§ **Exercise**
Some entries follow. Reproduce exactly the lines starting at the one with "target | crystal chandelier" and stopping after the one with "target | gray area rug".

Natural language region descriptions:
Start of Block

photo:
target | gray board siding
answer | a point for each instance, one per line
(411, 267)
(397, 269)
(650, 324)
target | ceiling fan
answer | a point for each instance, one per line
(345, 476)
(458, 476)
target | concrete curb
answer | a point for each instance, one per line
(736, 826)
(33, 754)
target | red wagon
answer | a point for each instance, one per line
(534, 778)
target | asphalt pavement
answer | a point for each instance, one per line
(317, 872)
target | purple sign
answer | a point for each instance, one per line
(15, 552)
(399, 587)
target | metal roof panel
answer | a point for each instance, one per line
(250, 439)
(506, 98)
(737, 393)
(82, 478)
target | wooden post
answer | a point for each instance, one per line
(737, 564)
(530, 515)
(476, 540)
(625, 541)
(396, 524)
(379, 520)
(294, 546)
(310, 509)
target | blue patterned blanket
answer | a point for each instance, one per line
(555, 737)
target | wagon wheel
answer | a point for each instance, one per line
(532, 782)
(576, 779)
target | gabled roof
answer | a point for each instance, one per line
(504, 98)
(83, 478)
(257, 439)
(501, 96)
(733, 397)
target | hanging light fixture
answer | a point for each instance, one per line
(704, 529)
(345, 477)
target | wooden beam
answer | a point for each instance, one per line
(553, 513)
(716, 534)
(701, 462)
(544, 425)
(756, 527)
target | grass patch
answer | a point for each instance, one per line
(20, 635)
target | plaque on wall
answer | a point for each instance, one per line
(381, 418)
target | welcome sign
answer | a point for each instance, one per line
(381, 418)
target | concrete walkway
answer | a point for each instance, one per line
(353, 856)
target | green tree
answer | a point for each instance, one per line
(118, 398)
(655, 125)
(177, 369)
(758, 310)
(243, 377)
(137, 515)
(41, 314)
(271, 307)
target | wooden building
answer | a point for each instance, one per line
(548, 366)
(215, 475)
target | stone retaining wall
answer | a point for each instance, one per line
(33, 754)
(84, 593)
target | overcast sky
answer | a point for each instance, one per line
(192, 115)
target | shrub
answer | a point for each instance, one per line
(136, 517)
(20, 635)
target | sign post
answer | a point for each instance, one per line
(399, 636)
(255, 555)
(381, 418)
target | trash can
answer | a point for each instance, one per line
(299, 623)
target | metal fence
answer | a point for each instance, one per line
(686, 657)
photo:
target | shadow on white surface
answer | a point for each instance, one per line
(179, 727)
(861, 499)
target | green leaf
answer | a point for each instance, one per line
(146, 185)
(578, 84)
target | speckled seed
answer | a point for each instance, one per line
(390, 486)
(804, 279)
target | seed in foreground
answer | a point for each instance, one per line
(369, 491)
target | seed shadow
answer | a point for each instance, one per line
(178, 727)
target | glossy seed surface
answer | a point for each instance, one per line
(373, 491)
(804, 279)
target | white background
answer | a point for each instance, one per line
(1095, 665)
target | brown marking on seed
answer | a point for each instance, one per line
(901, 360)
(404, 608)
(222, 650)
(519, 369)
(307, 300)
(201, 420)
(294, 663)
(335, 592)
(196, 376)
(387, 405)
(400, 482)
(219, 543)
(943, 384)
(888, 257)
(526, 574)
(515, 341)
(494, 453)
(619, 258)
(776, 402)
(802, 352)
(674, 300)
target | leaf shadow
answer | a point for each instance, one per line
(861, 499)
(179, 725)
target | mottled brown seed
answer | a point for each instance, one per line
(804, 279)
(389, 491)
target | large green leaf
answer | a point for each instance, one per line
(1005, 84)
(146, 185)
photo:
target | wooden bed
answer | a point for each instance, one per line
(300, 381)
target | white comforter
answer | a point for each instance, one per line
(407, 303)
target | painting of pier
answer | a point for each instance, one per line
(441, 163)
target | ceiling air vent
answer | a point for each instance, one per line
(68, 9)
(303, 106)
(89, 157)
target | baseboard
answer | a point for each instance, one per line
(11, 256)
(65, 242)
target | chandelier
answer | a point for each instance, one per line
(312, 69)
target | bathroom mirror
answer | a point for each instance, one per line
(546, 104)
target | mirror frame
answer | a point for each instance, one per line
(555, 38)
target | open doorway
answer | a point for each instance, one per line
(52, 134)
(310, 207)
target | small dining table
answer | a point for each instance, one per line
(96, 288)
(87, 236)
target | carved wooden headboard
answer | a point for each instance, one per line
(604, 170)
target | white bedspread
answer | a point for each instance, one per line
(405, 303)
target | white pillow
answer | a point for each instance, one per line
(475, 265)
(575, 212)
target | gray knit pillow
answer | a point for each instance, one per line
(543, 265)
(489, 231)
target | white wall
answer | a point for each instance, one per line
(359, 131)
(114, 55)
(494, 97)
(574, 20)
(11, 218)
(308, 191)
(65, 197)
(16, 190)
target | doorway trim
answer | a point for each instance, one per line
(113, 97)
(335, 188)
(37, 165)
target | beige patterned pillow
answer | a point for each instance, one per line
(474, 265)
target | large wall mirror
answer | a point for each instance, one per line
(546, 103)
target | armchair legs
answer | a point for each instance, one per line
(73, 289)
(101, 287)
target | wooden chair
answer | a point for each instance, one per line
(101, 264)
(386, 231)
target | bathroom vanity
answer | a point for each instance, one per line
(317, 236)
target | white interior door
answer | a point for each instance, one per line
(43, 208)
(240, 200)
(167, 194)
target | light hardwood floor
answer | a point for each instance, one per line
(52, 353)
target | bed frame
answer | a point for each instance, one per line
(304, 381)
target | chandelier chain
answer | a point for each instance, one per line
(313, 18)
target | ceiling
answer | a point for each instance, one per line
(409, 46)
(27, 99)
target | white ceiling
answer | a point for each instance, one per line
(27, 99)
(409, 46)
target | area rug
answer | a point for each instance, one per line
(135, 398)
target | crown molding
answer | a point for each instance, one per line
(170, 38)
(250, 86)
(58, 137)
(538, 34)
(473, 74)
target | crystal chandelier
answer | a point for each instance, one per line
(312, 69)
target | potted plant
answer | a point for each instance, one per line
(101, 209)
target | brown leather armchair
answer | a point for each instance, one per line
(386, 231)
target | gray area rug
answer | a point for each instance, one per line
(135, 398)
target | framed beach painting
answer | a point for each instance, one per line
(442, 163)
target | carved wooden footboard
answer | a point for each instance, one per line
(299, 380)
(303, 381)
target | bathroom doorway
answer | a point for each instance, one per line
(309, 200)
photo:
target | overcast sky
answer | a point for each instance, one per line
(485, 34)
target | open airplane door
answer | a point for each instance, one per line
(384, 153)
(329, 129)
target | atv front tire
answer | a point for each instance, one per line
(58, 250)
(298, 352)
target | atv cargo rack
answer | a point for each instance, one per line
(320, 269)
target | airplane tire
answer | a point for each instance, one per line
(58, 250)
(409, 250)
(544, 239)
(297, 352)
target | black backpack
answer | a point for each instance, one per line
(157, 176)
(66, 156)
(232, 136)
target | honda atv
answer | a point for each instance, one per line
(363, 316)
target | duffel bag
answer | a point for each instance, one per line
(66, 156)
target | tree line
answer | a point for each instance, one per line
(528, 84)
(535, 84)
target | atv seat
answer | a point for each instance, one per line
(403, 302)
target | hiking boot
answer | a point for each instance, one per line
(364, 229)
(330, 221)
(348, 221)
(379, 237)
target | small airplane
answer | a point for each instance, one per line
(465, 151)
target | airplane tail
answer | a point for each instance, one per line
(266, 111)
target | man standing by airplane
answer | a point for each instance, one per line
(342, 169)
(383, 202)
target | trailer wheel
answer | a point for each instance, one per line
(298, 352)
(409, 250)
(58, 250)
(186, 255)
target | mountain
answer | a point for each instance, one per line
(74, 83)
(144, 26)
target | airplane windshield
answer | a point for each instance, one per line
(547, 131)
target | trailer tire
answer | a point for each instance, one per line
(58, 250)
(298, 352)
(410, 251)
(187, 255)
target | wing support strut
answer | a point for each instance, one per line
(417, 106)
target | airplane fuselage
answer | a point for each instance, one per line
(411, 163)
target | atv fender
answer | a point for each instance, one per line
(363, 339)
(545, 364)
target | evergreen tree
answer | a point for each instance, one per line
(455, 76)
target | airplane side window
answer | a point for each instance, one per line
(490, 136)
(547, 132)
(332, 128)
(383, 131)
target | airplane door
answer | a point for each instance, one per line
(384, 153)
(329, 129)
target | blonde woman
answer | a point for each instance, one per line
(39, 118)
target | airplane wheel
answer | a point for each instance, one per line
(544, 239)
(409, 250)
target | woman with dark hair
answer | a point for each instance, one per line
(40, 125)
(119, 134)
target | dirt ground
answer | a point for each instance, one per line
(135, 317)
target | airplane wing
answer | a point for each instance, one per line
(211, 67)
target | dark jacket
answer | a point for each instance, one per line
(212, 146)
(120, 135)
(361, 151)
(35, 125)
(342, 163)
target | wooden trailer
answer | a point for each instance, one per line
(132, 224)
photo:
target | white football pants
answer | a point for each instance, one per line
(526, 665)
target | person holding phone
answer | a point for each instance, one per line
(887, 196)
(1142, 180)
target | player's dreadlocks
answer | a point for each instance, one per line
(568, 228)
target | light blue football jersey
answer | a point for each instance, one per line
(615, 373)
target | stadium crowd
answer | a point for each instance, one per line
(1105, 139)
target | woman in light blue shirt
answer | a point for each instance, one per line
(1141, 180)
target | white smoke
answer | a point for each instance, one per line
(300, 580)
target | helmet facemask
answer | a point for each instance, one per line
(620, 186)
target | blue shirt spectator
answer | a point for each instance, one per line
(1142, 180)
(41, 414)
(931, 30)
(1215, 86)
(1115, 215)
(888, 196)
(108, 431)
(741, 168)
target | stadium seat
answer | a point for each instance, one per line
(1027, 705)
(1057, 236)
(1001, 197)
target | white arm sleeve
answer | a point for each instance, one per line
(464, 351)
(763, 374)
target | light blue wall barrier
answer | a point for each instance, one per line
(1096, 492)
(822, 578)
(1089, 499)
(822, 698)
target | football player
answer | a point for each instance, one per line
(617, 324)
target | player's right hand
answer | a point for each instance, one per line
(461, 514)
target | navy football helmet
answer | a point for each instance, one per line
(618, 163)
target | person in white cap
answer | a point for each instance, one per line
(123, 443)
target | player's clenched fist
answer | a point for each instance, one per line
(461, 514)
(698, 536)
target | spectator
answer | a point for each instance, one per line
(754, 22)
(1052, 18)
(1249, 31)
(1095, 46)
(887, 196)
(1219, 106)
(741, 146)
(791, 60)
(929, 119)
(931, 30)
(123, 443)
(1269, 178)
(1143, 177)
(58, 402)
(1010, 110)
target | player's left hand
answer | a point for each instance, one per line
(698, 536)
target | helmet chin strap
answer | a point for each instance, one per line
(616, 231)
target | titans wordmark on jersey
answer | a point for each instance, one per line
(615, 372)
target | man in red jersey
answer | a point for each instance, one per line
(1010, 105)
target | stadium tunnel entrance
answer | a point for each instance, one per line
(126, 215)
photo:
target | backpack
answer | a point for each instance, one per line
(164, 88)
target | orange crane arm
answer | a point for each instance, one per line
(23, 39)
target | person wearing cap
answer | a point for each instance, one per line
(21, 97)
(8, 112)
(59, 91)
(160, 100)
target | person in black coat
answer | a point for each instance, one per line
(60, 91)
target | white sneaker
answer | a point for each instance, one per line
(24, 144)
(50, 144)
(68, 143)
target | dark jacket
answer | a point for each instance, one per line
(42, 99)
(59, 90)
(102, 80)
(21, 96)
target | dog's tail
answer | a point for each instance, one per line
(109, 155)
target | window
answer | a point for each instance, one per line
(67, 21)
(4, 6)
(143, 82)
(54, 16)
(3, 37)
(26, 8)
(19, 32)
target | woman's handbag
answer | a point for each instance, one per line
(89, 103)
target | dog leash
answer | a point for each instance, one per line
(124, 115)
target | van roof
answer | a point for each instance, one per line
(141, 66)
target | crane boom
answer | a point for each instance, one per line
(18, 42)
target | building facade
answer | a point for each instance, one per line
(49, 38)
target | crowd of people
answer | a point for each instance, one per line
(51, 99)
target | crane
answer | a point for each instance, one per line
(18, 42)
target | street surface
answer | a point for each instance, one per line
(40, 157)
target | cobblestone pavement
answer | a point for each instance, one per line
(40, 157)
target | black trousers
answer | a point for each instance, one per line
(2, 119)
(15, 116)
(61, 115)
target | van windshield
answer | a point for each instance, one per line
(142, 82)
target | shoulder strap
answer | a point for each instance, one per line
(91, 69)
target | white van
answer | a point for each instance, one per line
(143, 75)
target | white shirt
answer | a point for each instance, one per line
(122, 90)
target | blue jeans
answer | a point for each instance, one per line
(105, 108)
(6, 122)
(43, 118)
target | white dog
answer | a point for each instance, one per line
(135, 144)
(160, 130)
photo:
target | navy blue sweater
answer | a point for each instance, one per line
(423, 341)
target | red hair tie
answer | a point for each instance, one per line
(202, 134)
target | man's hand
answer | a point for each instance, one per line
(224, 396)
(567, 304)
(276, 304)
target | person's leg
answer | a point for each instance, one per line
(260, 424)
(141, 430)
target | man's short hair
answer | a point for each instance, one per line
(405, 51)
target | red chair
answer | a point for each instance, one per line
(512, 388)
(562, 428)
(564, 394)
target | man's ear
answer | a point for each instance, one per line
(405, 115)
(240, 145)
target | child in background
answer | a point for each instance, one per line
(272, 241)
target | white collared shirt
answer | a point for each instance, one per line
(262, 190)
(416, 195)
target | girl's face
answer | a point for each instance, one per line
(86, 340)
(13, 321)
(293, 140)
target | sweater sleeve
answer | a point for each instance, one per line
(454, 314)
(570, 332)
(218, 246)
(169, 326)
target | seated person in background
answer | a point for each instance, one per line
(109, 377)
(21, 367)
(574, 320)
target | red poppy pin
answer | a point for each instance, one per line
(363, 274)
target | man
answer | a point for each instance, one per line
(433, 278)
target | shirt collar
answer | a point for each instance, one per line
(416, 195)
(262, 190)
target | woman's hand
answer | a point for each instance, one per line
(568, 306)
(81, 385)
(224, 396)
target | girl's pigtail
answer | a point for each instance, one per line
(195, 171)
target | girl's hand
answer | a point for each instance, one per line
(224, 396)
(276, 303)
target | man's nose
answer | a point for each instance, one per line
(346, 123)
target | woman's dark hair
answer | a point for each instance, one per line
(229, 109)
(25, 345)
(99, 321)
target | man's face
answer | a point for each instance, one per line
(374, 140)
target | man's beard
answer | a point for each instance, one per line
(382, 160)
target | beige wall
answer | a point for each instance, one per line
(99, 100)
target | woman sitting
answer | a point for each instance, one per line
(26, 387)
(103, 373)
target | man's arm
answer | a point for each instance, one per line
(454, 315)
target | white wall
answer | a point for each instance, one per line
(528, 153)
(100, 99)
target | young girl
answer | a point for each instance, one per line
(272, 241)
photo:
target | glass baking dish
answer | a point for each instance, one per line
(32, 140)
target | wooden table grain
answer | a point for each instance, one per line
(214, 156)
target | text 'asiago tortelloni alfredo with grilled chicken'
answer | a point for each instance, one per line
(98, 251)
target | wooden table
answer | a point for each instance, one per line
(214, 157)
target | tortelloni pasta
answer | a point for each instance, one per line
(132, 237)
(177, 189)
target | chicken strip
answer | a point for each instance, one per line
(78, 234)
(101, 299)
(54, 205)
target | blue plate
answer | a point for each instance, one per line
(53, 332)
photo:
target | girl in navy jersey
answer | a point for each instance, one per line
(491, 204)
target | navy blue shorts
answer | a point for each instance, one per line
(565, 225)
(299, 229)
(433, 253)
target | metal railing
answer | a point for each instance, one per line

End of Block

§ **Problem solution**
target | crystal chandelier
answer | a point for each instance, one per line
(312, 69)
target | potted plant
answer | a point for each instance, one per line
(101, 209)
target | brown leather armchair
answer | a point for each instance, one per line
(386, 231)
target | gray area rug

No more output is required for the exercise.